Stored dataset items
┄┄┄┄┄┄┄┄┄┄┄┄┄┄┄┄┄┄┄┄

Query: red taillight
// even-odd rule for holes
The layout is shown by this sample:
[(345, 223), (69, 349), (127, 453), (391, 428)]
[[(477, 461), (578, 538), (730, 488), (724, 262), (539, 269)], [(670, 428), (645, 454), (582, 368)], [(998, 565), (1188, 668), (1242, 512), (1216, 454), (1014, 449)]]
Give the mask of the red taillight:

┄┄┄┄┄┄┄┄┄┄┄┄┄┄┄┄┄┄┄┄

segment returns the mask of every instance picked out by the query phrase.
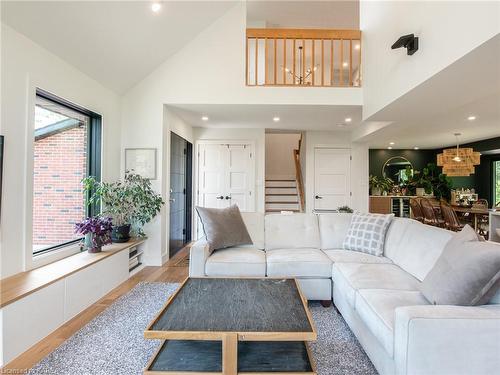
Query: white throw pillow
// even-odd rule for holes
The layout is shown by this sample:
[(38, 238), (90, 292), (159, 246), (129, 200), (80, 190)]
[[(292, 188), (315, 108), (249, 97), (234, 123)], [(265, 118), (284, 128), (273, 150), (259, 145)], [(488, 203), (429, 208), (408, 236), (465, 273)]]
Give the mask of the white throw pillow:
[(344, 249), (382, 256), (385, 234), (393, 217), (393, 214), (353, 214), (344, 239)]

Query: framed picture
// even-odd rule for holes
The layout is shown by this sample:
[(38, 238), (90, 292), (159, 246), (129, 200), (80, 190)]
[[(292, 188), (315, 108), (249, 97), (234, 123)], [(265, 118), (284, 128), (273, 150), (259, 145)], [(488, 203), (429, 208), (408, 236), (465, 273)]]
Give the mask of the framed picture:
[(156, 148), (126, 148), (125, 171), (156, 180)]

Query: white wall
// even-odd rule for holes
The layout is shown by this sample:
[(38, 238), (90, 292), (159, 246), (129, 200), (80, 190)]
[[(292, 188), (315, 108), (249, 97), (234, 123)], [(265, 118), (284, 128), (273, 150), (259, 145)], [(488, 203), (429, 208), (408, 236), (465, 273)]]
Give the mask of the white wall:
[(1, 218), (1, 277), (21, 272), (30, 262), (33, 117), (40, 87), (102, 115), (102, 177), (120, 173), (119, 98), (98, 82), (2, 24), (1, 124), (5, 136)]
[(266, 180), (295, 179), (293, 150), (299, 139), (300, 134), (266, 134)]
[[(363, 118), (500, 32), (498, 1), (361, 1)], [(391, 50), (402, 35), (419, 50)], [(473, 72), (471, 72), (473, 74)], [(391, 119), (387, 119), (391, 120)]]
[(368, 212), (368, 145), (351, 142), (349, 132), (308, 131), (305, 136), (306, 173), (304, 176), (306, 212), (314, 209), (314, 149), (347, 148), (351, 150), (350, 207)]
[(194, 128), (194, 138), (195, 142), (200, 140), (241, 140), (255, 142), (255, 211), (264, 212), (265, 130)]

┄┄┄┄┄┄┄┄┄┄┄┄┄┄┄┄┄┄┄┄

__WORK REQUEST__
Please go through the data and copy each line containing the word "taillight".

__WRITTEN SOLUTION__
Query: red taillight
Give the mask of the red taillight:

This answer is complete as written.